*What is needed:* Could you print every record below exactly as written?
Working data: Begin
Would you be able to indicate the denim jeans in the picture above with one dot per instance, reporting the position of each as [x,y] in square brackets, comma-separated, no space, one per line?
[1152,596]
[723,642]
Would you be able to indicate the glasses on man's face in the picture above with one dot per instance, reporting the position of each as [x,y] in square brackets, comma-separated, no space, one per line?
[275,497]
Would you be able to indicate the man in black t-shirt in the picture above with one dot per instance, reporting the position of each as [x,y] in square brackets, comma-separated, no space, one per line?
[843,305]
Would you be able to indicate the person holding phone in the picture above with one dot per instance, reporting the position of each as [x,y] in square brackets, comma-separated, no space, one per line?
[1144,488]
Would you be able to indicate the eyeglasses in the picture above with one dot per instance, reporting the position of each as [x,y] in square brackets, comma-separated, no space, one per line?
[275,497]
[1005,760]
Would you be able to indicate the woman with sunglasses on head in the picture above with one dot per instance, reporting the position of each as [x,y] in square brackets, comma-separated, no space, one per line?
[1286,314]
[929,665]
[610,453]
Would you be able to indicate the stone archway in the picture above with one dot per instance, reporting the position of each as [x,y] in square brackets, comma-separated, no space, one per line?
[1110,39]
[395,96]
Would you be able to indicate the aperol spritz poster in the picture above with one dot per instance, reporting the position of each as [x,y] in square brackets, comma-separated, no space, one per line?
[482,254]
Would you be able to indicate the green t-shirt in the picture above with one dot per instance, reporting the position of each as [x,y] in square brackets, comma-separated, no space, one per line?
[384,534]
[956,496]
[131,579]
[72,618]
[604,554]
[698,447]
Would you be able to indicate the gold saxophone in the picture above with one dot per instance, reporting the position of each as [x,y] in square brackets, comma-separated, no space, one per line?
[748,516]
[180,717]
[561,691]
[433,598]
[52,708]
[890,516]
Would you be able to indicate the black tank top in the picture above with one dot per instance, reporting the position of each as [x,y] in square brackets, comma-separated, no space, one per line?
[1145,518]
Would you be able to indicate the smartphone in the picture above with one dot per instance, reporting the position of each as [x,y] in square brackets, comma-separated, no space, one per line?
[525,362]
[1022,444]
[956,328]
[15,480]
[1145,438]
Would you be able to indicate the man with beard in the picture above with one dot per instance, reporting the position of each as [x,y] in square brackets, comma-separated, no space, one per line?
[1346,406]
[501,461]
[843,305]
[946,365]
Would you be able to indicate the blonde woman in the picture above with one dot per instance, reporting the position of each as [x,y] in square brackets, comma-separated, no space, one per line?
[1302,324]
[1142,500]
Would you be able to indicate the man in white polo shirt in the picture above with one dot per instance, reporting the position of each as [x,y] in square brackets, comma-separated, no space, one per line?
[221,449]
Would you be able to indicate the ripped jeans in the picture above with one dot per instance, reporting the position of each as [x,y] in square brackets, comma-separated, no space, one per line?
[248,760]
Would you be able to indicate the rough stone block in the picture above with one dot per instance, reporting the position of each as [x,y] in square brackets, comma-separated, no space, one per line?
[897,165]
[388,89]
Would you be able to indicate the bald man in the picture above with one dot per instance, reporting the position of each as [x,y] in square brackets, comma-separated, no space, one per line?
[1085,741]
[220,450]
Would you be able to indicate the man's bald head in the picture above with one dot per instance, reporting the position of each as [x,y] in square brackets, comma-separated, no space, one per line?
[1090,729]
Working data: End
*Output:*
Would you be able to indicate the denim jeans in the picture above with one dot per instance, reporting the position of each as [x,y] in square brackets, comma-separated, no space, one per line?
[1152,596]
[723,642]
Would you be able to indicate the glasses on man's face in the picture above with one dot per instance, reporting the position of each as [x,y] in square brackets, comma-separated, no space, one per line?
[275,497]
Would you be able to indicate the man in black t-shirt in the picture above with one dot per instance, reporting the position of each as [x,y] in square brackets, comma-separated, no space, one per line?
[843,305]
Would you be able to indicate the person holding phone in the picture above with one dot per instance, reporting the position of each as [x,y] in square brackets, comma-separated, no space, one per line?
[1144,488]
Would you be able to indicate the eyeglasses in the picture above with one dot per instance, reporting the position of each as [x,y] in square brackets, comma-separated, no space, one per line?
[275,497]
[1005,760]
Would you be able to indicate the woman with sunglasses on head in the picture above with one dot per instance, reporting the position of each as [x,y] in square brackets, comma-separated, no space, one per line?
[1286,314]
[929,665]
[610,453]
Would you be able to indicate the stone archway in the picture above with one dot per instance, reporting the position of each as [x,y] in square brackets, comma-separated, no space, one per line?
[1110,39]
[395,96]
Would you be able to indicate the aperol spritz poster in the picture above with one dot per instance, reporting the position of each as [x,y] in square brackets, comma-separated, no space, one per line?
[482,254]
Would you be able to indicate the green t-shirt in the picture above with one dot per instance, reporting the position of each as [x,y] in square brackets, comma-separated, no space, one per line?
[384,534]
[956,496]
[131,579]
[72,618]
[604,554]
[698,447]
Would you be able to indicate the gold saxophone in the picture above with one dot per instance, reporting the position of each as [x,y] in square brackets, comma-separated, no space, one per line?
[748,516]
[180,717]
[561,691]
[433,598]
[52,708]
[890,516]
Would you be able to indicate the black tank top in the picture above with one dot per instance, reporting the position of each as [x,y] in square brackets, comma-separated, no space, one per line?
[1145,518]
Would you be able to indicate the smartphone in the picture above with one dot per instance, reporting the position of each as [x,y] in square brackets, comma-separated, no space, one per line?
[525,362]
[1022,444]
[956,328]
[15,480]
[1145,438]
Would you be able to indicate the man with beard in the picture above with one dot per instance, reporting the position of each as [x,y] in square brackets, comma-separated, no space, one per line?
[1346,406]
[501,461]
[843,305]
[946,365]
Would you be able to indicate the blonde woman in the picture above with one dot per instance, reporting the position of each as [x,y] in square brackets, comma-separated, no space, one per line?
[1302,324]
[1142,500]
Would you be able to indicate the man in white polo shirt in the picture above with one dot per instance, reporting the position of each as [x,y] in square brackets, comma-separated, no space, one per line?
[221,449]
Would you be able to indicate the ripped jeans in the picture above with one dot per instance, reporting the position of each as [x,y] in square brackets, comma-separated, no space, one per line?
[248,760]
Would you be able to indicate the rough stone block in the picture above with one dot per instance, reporting the position of each as [x,y] in square brackets, comma-separated, no space, one per line?
[897,165]
[388,89]
Would you be able to indicate the bald man in the picture above with one dot per instance, reporting the position of each as [x,y] in square brackets, comma-separated, no space, one per line?
[1085,741]
[220,450]
Would you be able to indicate the man's bald head in the picture above with one dot per instance, reporting the position of each as [x,y] in square brackets, comma-separated, no space, one per line?
[1090,729]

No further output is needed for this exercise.